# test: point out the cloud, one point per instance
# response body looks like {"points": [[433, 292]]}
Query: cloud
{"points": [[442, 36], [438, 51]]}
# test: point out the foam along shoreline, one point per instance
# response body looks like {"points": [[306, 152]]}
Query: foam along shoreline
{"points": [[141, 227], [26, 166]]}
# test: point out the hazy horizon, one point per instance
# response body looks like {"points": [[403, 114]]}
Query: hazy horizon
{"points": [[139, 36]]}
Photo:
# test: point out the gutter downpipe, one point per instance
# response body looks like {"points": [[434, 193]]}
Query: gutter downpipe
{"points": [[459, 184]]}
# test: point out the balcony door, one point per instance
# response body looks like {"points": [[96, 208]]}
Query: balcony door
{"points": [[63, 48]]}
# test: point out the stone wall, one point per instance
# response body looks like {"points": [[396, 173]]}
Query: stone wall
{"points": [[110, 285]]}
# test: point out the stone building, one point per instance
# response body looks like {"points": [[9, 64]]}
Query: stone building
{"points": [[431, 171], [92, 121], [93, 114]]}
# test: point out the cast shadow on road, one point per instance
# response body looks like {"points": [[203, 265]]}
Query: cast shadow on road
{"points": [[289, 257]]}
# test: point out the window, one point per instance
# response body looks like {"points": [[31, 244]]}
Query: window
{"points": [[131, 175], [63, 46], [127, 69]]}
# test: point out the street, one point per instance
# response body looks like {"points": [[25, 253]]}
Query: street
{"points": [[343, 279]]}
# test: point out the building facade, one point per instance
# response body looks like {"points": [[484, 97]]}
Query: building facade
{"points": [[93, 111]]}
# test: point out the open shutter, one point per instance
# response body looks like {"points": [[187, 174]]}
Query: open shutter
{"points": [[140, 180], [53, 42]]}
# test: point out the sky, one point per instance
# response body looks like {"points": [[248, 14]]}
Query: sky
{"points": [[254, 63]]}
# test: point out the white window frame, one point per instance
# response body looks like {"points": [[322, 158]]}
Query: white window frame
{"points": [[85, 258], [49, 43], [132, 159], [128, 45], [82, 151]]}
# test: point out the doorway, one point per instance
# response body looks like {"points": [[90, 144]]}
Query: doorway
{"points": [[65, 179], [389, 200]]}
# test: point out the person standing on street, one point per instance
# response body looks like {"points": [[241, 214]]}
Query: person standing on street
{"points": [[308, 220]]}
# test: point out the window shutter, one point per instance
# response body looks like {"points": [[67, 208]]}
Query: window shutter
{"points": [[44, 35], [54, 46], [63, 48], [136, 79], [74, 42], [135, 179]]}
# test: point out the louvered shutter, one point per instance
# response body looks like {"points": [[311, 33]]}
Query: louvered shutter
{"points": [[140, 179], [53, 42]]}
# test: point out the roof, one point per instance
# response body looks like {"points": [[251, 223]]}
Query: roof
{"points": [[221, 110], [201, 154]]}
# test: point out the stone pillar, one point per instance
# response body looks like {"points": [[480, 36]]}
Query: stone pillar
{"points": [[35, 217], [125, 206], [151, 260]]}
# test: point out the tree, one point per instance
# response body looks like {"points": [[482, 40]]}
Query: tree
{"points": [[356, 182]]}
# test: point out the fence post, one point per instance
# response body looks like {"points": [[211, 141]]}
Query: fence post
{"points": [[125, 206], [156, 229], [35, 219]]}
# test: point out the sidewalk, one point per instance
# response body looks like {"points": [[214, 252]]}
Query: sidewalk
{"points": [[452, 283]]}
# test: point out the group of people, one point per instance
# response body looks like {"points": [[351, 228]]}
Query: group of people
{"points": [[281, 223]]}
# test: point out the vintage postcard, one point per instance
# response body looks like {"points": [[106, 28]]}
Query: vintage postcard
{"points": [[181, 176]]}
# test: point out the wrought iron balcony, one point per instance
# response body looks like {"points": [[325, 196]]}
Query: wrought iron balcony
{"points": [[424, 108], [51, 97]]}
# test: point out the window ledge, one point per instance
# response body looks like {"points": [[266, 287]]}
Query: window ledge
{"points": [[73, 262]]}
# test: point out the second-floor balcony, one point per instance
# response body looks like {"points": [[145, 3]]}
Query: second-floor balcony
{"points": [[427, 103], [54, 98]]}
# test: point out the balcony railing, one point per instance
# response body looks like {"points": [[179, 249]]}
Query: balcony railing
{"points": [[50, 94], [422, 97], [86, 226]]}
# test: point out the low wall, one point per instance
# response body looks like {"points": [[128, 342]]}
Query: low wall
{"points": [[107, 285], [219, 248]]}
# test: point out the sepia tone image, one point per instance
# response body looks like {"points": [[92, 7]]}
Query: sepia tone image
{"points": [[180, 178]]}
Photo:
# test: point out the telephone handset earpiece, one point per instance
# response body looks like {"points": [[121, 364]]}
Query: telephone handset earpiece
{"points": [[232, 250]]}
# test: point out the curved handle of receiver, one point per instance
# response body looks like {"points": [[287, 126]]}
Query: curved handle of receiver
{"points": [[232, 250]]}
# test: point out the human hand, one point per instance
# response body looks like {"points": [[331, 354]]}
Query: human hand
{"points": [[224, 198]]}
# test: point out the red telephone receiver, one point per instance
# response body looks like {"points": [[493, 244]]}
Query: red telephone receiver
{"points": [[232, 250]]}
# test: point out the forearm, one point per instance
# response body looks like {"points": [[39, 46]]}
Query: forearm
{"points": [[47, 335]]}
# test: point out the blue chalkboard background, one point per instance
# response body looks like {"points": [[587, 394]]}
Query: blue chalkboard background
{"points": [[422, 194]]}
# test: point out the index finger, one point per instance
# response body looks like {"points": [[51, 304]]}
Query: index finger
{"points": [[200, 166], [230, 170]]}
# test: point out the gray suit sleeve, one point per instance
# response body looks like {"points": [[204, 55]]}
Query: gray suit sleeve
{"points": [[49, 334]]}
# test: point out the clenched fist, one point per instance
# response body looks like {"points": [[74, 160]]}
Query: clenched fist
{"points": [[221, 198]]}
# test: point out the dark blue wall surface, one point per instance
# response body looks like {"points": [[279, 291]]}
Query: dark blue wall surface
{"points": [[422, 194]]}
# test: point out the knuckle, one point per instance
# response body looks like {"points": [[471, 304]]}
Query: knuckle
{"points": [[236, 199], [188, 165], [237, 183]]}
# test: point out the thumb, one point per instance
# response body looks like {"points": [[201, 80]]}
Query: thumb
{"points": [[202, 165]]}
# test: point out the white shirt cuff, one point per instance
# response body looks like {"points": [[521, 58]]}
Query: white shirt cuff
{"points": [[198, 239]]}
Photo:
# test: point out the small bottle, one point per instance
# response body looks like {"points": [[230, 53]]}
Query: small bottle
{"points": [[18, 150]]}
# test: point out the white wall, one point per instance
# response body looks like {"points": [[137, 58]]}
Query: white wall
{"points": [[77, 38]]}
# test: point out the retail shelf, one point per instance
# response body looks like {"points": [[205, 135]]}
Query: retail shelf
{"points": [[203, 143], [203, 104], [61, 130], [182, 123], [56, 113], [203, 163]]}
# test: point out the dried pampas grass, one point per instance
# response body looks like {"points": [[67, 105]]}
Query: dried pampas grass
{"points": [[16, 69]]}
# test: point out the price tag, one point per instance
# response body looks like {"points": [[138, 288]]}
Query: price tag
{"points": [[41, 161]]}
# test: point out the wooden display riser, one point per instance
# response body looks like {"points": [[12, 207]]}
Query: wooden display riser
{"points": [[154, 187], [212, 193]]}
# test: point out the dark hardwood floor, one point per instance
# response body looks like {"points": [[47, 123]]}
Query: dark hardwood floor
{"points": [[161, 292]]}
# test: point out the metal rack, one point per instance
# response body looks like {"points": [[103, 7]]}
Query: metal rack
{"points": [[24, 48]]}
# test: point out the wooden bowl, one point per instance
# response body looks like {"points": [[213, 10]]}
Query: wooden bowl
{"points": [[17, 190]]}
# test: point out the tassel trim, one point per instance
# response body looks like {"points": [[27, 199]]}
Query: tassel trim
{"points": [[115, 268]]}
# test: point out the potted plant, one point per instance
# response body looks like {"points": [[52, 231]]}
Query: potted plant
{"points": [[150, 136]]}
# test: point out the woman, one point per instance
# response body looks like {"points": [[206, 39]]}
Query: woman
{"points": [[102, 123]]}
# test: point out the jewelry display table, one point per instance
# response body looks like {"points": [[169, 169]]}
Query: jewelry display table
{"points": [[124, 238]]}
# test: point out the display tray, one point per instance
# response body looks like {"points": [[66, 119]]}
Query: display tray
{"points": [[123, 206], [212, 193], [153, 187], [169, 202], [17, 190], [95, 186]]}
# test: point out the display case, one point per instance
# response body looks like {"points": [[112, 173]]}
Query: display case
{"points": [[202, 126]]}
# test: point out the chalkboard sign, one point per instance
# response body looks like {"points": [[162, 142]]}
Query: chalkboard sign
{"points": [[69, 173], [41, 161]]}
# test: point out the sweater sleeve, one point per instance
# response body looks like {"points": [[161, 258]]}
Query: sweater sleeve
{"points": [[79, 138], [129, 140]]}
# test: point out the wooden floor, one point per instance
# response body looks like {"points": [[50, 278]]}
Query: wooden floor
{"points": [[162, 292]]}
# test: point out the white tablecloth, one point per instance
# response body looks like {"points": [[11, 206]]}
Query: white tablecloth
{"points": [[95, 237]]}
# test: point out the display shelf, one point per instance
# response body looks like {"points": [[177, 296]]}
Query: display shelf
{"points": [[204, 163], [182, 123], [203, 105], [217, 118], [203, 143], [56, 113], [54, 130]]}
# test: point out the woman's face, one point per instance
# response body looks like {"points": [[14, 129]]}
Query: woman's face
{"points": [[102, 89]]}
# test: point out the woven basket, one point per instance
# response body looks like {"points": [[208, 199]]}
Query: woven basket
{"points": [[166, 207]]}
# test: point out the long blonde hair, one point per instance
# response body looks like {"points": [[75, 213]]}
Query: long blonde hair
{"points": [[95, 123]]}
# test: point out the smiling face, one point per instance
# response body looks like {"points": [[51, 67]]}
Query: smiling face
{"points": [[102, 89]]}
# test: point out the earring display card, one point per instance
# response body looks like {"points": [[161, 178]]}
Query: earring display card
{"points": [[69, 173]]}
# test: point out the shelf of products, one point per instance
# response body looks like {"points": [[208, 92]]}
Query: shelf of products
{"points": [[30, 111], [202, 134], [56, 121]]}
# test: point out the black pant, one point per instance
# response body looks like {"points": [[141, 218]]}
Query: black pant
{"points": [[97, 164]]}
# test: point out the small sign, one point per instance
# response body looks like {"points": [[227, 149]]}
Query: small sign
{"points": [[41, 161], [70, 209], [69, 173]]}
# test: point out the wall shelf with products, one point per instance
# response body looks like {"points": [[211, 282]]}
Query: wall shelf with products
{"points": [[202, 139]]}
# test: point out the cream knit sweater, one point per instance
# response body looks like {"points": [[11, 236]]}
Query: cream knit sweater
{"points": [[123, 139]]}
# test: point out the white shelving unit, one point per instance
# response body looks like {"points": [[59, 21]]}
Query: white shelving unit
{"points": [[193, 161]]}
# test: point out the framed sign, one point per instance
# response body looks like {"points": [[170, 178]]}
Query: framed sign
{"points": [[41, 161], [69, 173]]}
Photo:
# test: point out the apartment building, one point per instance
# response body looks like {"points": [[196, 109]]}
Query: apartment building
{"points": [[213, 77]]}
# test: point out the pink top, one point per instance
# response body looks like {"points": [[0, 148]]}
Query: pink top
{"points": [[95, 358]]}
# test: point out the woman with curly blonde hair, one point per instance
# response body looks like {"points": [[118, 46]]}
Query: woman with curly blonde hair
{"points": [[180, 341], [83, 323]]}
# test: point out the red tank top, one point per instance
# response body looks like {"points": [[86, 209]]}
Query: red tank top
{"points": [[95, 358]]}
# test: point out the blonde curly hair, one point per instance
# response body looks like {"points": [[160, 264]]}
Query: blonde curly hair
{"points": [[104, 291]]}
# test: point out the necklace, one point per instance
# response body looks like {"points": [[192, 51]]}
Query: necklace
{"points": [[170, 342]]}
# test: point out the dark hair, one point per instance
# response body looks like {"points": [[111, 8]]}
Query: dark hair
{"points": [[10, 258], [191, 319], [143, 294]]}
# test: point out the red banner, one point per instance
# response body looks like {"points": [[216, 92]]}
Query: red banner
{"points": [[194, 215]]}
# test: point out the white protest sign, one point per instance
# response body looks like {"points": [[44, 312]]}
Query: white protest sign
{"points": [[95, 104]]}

**Exercise directions:** Find the line with "# test: point out the red banner, one" in the data above. Restate it and all later lines word for word, ending with the last line.

**Response:**
# test: point out the red banner, one point per instance
# response body looks like {"points": [[216, 92]]}
Query: red banner
{"points": [[194, 215]]}
# test: point out the white protest sign, one point per instance
# response body looks like {"points": [[44, 312]]}
Query: white protest sign
{"points": [[95, 104]]}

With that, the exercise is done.